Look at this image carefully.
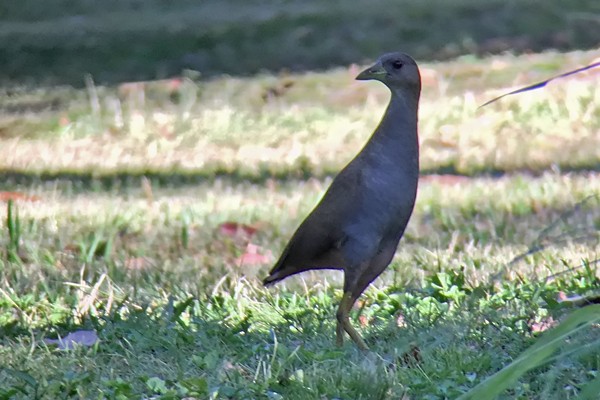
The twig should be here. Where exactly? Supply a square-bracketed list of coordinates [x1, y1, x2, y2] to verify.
[479, 61, 600, 108]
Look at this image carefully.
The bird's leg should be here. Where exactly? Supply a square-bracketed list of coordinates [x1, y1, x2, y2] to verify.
[335, 292, 350, 347]
[336, 316, 345, 347]
[336, 291, 369, 351]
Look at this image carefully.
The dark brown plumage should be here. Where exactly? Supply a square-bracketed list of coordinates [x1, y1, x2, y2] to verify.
[263, 52, 421, 350]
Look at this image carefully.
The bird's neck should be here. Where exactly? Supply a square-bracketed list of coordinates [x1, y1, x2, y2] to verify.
[361, 90, 420, 175]
[376, 91, 420, 143]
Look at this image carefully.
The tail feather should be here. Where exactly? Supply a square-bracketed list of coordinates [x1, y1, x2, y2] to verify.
[263, 242, 294, 286]
[262, 271, 284, 287]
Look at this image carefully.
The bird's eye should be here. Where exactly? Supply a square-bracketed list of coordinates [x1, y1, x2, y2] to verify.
[391, 60, 403, 70]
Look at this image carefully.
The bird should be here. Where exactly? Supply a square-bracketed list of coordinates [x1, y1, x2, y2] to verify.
[263, 52, 421, 351]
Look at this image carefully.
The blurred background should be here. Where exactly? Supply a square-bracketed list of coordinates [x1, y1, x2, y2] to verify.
[2, 0, 600, 85]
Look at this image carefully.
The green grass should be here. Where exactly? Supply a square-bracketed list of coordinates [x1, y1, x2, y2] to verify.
[1, 2, 600, 396]
[1, 171, 599, 398]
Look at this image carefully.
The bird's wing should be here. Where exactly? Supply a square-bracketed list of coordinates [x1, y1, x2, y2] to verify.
[263, 165, 363, 285]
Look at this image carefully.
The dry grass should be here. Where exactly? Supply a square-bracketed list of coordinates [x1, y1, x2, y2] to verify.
[1, 50, 599, 178]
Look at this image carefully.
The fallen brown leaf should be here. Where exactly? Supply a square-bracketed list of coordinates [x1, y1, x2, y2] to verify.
[0, 192, 40, 202]
[236, 243, 272, 266]
[530, 316, 558, 333]
[218, 222, 259, 238]
[125, 257, 151, 271]
[44, 330, 99, 350]
[400, 342, 422, 366]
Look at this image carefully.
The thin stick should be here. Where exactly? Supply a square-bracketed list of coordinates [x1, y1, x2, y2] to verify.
[479, 61, 600, 108]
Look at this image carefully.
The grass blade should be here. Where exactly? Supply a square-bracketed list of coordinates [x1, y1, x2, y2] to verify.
[458, 305, 600, 400]
[575, 374, 600, 400]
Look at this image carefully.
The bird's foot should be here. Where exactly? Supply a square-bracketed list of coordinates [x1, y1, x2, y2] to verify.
[337, 291, 370, 351]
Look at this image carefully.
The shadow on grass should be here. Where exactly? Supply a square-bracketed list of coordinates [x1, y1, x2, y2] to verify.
[0, 293, 376, 397]
[0, 287, 496, 396]
[2, 282, 593, 399]
[2, 161, 600, 191]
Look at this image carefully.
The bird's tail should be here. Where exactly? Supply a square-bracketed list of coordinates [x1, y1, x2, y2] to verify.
[262, 272, 284, 287]
[262, 245, 292, 286]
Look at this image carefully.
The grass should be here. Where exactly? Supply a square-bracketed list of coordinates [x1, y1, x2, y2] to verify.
[1, 49, 600, 183]
[1, 171, 599, 398]
[1, 1, 600, 397]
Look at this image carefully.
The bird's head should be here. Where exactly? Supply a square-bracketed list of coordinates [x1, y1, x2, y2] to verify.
[356, 52, 421, 94]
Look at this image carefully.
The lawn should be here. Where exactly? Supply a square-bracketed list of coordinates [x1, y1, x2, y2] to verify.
[1, 1, 600, 399]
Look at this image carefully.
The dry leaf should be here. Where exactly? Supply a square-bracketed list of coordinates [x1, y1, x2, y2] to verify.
[218, 222, 259, 238]
[44, 330, 99, 349]
[358, 314, 369, 327]
[556, 291, 600, 307]
[236, 243, 272, 266]
[125, 256, 150, 271]
[401, 342, 422, 365]
[396, 312, 407, 328]
[530, 316, 558, 333]
[0, 192, 40, 202]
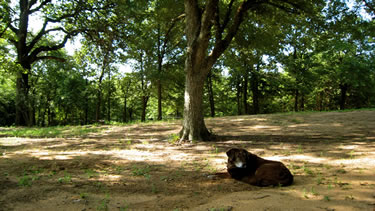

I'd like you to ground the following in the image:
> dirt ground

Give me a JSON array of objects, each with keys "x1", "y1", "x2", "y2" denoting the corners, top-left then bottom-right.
[{"x1": 1, "y1": 110, "x2": 375, "y2": 211}]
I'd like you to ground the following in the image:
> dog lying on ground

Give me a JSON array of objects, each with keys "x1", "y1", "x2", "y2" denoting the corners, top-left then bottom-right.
[{"x1": 226, "y1": 148, "x2": 293, "y2": 187}]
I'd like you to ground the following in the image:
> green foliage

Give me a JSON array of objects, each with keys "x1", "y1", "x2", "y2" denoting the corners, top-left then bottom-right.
[
  {"x1": 0, "y1": 0, "x2": 374, "y2": 126},
  {"x1": 0, "y1": 126, "x2": 103, "y2": 138}
]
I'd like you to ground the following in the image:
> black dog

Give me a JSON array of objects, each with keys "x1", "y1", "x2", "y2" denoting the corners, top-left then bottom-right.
[{"x1": 226, "y1": 148, "x2": 293, "y2": 187}]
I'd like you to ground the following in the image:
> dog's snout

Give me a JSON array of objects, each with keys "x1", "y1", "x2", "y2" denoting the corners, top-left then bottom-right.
[{"x1": 234, "y1": 161, "x2": 245, "y2": 168}]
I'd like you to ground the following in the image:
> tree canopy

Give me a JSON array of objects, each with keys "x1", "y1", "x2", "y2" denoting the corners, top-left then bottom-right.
[{"x1": 0, "y1": 0, "x2": 374, "y2": 141}]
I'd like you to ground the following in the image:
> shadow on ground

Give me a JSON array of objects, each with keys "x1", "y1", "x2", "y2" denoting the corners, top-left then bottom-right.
[{"x1": 1, "y1": 110, "x2": 375, "y2": 210}]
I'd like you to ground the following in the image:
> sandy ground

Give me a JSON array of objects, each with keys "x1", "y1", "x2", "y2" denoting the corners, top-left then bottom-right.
[{"x1": 0, "y1": 110, "x2": 375, "y2": 211}]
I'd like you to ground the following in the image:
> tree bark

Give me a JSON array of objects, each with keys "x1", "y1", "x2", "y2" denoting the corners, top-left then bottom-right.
[
  {"x1": 251, "y1": 63, "x2": 260, "y2": 115},
  {"x1": 300, "y1": 94, "x2": 305, "y2": 111},
  {"x1": 243, "y1": 66, "x2": 249, "y2": 115},
  {"x1": 236, "y1": 77, "x2": 242, "y2": 115},
  {"x1": 157, "y1": 79, "x2": 162, "y2": 120},
  {"x1": 207, "y1": 72, "x2": 215, "y2": 117},
  {"x1": 123, "y1": 97, "x2": 128, "y2": 123},
  {"x1": 96, "y1": 87, "x2": 102, "y2": 122},
  {"x1": 141, "y1": 96, "x2": 149, "y2": 122},
  {"x1": 294, "y1": 89, "x2": 299, "y2": 112},
  {"x1": 180, "y1": 70, "x2": 211, "y2": 141},
  {"x1": 15, "y1": 70, "x2": 32, "y2": 126},
  {"x1": 180, "y1": 0, "x2": 270, "y2": 142},
  {"x1": 107, "y1": 69, "x2": 111, "y2": 122},
  {"x1": 339, "y1": 84, "x2": 348, "y2": 110}
]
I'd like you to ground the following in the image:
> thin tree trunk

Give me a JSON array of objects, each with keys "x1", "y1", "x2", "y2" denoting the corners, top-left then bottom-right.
[
  {"x1": 107, "y1": 69, "x2": 111, "y2": 122},
  {"x1": 243, "y1": 64, "x2": 249, "y2": 115},
  {"x1": 157, "y1": 79, "x2": 162, "y2": 120},
  {"x1": 251, "y1": 64, "x2": 260, "y2": 114},
  {"x1": 300, "y1": 94, "x2": 305, "y2": 111},
  {"x1": 236, "y1": 78, "x2": 242, "y2": 115},
  {"x1": 123, "y1": 97, "x2": 127, "y2": 122},
  {"x1": 339, "y1": 84, "x2": 348, "y2": 110},
  {"x1": 84, "y1": 78, "x2": 88, "y2": 125},
  {"x1": 141, "y1": 96, "x2": 149, "y2": 122},
  {"x1": 294, "y1": 89, "x2": 299, "y2": 112},
  {"x1": 96, "y1": 87, "x2": 102, "y2": 122}
]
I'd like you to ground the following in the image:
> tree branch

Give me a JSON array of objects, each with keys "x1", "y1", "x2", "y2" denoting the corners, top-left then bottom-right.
[
  {"x1": 184, "y1": 0, "x2": 201, "y2": 46},
  {"x1": 29, "y1": 31, "x2": 77, "y2": 64},
  {"x1": 27, "y1": 19, "x2": 49, "y2": 51},
  {"x1": 214, "y1": 0, "x2": 235, "y2": 42},
  {"x1": 193, "y1": 0, "x2": 218, "y2": 71},
  {"x1": 207, "y1": 0, "x2": 256, "y2": 69},
  {"x1": 30, "y1": 0, "x2": 52, "y2": 14},
  {"x1": 8, "y1": 22, "x2": 18, "y2": 34},
  {"x1": 265, "y1": 1, "x2": 301, "y2": 14},
  {"x1": 0, "y1": 25, "x2": 9, "y2": 38},
  {"x1": 363, "y1": 0, "x2": 375, "y2": 13},
  {"x1": 161, "y1": 13, "x2": 185, "y2": 56},
  {"x1": 222, "y1": 0, "x2": 235, "y2": 30},
  {"x1": 34, "y1": 56, "x2": 66, "y2": 62}
]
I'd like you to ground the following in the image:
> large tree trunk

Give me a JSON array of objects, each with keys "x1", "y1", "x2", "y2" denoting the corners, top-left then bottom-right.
[
  {"x1": 180, "y1": 0, "x2": 259, "y2": 142},
  {"x1": 180, "y1": 70, "x2": 211, "y2": 141},
  {"x1": 15, "y1": 70, "x2": 33, "y2": 126},
  {"x1": 207, "y1": 72, "x2": 215, "y2": 117}
]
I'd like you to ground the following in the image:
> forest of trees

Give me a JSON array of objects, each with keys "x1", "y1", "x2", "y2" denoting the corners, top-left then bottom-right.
[{"x1": 1, "y1": 0, "x2": 374, "y2": 133}]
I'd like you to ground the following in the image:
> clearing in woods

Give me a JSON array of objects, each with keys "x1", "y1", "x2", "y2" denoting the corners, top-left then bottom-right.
[{"x1": 0, "y1": 110, "x2": 375, "y2": 210}]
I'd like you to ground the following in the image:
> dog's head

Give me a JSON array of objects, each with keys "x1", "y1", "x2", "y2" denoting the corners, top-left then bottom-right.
[{"x1": 226, "y1": 148, "x2": 251, "y2": 169}]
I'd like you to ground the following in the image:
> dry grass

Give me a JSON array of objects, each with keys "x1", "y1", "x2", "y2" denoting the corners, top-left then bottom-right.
[{"x1": 0, "y1": 110, "x2": 374, "y2": 210}]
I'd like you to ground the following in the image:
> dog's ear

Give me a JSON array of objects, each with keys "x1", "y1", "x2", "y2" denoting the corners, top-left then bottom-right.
[
  {"x1": 245, "y1": 150, "x2": 257, "y2": 162},
  {"x1": 226, "y1": 148, "x2": 238, "y2": 159}
]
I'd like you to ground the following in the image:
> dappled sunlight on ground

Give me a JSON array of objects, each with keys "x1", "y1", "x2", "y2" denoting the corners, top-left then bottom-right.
[{"x1": 1, "y1": 110, "x2": 375, "y2": 210}]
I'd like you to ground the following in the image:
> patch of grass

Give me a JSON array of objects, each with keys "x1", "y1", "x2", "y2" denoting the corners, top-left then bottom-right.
[
  {"x1": 80, "y1": 192, "x2": 88, "y2": 199},
  {"x1": 211, "y1": 144, "x2": 219, "y2": 154},
  {"x1": 345, "y1": 195, "x2": 354, "y2": 200},
  {"x1": 119, "y1": 201, "x2": 130, "y2": 211},
  {"x1": 303, "y1": 187, "x2": 319, "y2": 199},
  {"x1": 151, "y1": 183, "x2": 158, "y2": 194},
  {"x1": 18, "y1": 175, "x2": 33, "y2": 187},
  {"x1": 348, "y1": 150, "x2": 355, "y2": 159},
  {"x1": 131, "y1": 165, "x2": 151, "y2": 177},
  {"x1": 168, "y1": 134, "x2": 180, "y2": 144},
  {"x1": 296, "y1": 144, "x2": 304, "y2": 153},
  {"x1": 302, "y1": 164, "x2": 314, "y2": 176},
  {"x1": 336, "y1": 169, "x2": 347, "y2": 174},
  {"x1": 290, "y1": 118, "x2": 303, "y2": 124},
  {"x1": 323, "y1": 195, "x2": 331, "y2": 201},
  {"x1": 85, "y1": 169, "x2": 98, "y2": 178},
  {"x1": 58, "y1": 171, "x2": 72, "y2": 184},
  {"x1": 0, "y1": 126, "x2": 104, "y2": 138},
  {"x1": 316, "y1": 174, "x2": 324, "y2": 185},
  {"x1": 97, "y1": 194, "x2": 110, "y2": 211}
]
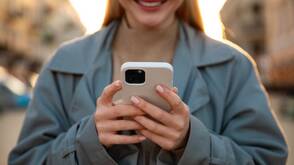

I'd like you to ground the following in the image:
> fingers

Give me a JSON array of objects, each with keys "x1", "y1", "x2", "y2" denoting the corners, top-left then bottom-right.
[
  {"x1": 139, "y1": 129, "x2": 175, "y2": 151},
  {"x1": 156, "y1": 85, "x2": 187, "y2": 114},
  {"x1": 95, "y1": 104, "x2": 145, "y2": 120},
  {"x1": 130, "y1": 96, "x2": 177, "y2": 127},
  {"x1": 134, "y1": 116, "x2": 179, "y2": 139},
  {"x1": 99, "y1": 134, "x2": 146, "y2": 146},
  {"x1": 172, "y1": 87, "x2": 178, "y2": 94},
  {"x1": 97, "y1": 120, "x2": 144, "y2": 132},
  {"x1": 97, "y1": 80, "x2": 122, "y2": 106}
]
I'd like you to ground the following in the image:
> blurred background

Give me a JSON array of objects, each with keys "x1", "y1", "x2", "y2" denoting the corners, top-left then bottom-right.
[{"x1": 0, "y1": 0, "x2": 293, "y2": 164}]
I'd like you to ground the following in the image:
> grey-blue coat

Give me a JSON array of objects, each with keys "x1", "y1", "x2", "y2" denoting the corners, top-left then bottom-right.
[{"x1": 9, "y1": 21, "x2": 288, "y2": 165}]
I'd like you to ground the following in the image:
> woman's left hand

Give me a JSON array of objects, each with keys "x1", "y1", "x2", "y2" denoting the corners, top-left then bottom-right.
[{"x1": 131, "y1": 85, "x2": 190, "y2": 151}]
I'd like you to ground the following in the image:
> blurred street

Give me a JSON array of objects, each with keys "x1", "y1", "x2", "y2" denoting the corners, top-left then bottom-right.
[
  {"x1": 0, "y1": 110, "x2": 24, "y2": 165},
  {"x1": 0, "y1": 92, "x2": 294, "y2": 165},
  {"x1": 270, "y1": 93, "x2": 294, "y2": 165},
  {"x1": 1, "y1": 0, "x2": 293, "y2": 164}
]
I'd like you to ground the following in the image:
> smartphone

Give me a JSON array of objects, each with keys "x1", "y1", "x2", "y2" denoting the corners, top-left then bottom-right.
[{"x1": 113, "y1": 62, "x2": 173, "y2": 111}]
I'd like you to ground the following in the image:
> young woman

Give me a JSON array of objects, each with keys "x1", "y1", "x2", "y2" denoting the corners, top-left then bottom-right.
[{"x1": 9, "y1": 0, "x2": 288, "y2": 164}]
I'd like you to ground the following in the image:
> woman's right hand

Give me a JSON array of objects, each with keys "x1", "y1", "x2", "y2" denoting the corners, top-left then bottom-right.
[{"x1": 94, "y1": 80, "x2": 146, "y2": 148}]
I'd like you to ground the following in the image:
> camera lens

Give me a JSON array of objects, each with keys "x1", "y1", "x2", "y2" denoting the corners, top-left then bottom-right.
[{"x1": 125, "y1": 69, "x2": 145, "y2": 84}]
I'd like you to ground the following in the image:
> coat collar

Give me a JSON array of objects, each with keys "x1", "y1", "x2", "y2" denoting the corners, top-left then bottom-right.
[
  {"x1": 47, "y1": 21, "x2": 117, "y2": 74},
  {"x1": 48, "y1": 20, "x2": 234, "y2": 74},
  {"x1": 49, "y1": 20, "x2": 235, "y2": 113}
]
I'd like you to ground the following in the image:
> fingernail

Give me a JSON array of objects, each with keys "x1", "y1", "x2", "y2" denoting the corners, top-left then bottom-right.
[
  {"x1": 114, "y1": 80, "x2": 121, "y2": 87},
  {"x1": 131, "y1": 96, "x2": 140, "y2": 104},
  {"x1": 156, "y1": 85, "x2": 164, "y2": 93},
  {"x1": 139, "y1": 136, "x2": 146, "y2": 141},
  {"x1": 174, "y1": 87, "x2": 178, "y2": 93}
]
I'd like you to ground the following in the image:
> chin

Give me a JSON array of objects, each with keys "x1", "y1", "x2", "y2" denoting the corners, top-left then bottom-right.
[
  {"x1": 140, "y1": 20, "x2": 164, "y2": 28},
  {"x1": 135, "y1": 14, "x2": 171, "y2": 29}
]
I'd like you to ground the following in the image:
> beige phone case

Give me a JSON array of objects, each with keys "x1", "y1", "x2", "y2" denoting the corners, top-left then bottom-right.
[{"x1": 113, "y1": 62, "x2": 173, "y2": 111}]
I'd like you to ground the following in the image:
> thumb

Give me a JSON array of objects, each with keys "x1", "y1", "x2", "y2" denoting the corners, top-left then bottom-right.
[{"x1": 97, "y1": 80, "x2": 122, "y2": 106}]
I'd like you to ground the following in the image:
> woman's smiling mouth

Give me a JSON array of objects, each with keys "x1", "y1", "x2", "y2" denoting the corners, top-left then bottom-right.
[{"x1": 136, "y1": 0, "x2": 167, "y2": 11}]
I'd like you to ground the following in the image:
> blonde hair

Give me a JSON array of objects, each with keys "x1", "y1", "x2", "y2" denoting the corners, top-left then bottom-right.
[{"x1": 102, "y1": 0, "x2": 204, "y2": 32}]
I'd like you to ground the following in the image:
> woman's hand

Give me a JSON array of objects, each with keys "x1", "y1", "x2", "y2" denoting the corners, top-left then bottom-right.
[
  {"x1": 131, "y1": 85, "x2": 190, "y2": 151},
  {"x1": 94, "y1": 80, "x2": 146, "y2": 148}
]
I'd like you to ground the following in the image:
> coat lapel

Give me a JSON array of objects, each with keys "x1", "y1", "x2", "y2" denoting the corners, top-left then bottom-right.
[
  {"x1": 67, "y1": 22, "x2": 118, "y2": 122},
  {"x1": 173, "y1": 23, "x2": 211, "y2": 113}
]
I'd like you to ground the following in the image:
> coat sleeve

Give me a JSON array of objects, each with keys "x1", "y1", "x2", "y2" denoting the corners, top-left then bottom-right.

- _AIM OF THE TASK_
Looking at the entries above, state how many lines contain "coat"; give the number alone.

- _TASK ANSWER_
4